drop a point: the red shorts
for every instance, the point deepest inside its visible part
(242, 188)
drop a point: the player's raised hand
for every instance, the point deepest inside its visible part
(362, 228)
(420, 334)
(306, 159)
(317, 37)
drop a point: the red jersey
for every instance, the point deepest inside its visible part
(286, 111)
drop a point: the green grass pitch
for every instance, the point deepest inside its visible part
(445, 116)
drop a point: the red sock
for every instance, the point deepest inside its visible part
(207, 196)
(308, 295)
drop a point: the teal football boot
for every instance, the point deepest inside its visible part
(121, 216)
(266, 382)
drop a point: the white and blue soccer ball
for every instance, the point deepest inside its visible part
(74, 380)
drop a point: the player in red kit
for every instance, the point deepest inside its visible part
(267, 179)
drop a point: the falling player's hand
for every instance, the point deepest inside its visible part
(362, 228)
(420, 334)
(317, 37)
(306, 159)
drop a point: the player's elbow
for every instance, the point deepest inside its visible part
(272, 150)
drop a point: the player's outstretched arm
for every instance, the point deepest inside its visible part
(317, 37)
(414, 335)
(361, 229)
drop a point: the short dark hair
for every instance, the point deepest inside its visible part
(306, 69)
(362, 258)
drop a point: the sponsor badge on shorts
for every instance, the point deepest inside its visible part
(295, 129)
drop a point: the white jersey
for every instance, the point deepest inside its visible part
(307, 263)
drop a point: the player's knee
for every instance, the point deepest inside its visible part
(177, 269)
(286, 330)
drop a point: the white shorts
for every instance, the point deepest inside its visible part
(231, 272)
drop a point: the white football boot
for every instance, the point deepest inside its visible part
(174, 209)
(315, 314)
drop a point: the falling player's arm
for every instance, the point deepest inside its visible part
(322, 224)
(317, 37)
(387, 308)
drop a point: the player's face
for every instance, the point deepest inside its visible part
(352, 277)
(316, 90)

● PROBLEM TO WORK ON
Reproduce every line above verbatim, keeping the original order.

● TASK OUTPUT
drop a point: the red shorts
for every instance, the point deepest inside its visible part
(242, 188)
drop a point: the player's raised hand
for every instance, the point deepest inside its visible part
(362, 228)
(420, 334)
(306, 159)
(317, 37)
drop a point: the red jersey
for every instance, the point deepest inside its visible part
(286, 111)
drop a point: the green grass pitch
for every instance, the point deepest inside its visible part
(445, 116)
drop a point: the red sock
for every instance, the point deepest inside its visible part
(207, 196)
(308, 295)
drop a point: the teal football boot
for every instance, the point deepest inside its visible part
(121, 216)
(266, 382)
drop a point: the white and blue soccer ball
for every instance, the point deepest inside its visible part
(74, 380)
drop a point: the player in red kit
for every instance, the point deepest inside its visible part
(267, 179)
drop a point: the falling player's hand
for every instance, the point deepest inside its visible part
(362, 228)
(420, 334)
(317, 37)
(306, 159)
drop a point: the player's elbow
for every instance, the point deepest inside its visible part
(272, 150)
drop a point: the player's outstretched arm
for every instance, the point deepest inside its visible part
(317, 37)
(414, 335)
(361, 229)
drop a point: the short dark hair
for every instance, the point deepest inside its visible part
(306, 69)
(362, 258)
drop a point: the sponsor badge on shorts
for every instance, the point deepest inside its visible part
(295, 129)
drop a point: the white jersey
for every instance, the point deepest inside its visible part
(307, 263)
drop a point: the player's knee
for every instance, the point deepest inside its visible part
(177, 269)
(286, 330)
drop a point: the white shorts
for every instance, the point deepest inside its visible part
(231, 272)
drop a point: the white football boot
for every instance, the point deepest inside its visible part
(174, 209)
(315, 314)
drop a point: the falling player's arm
for every instance, the point deepest inside its visible part
(322, 224)
(317, 37)
(387, 308)
drop a point: the player's face
for every instance, the point deepest inside its visible part
(352, 277)
(316, 90)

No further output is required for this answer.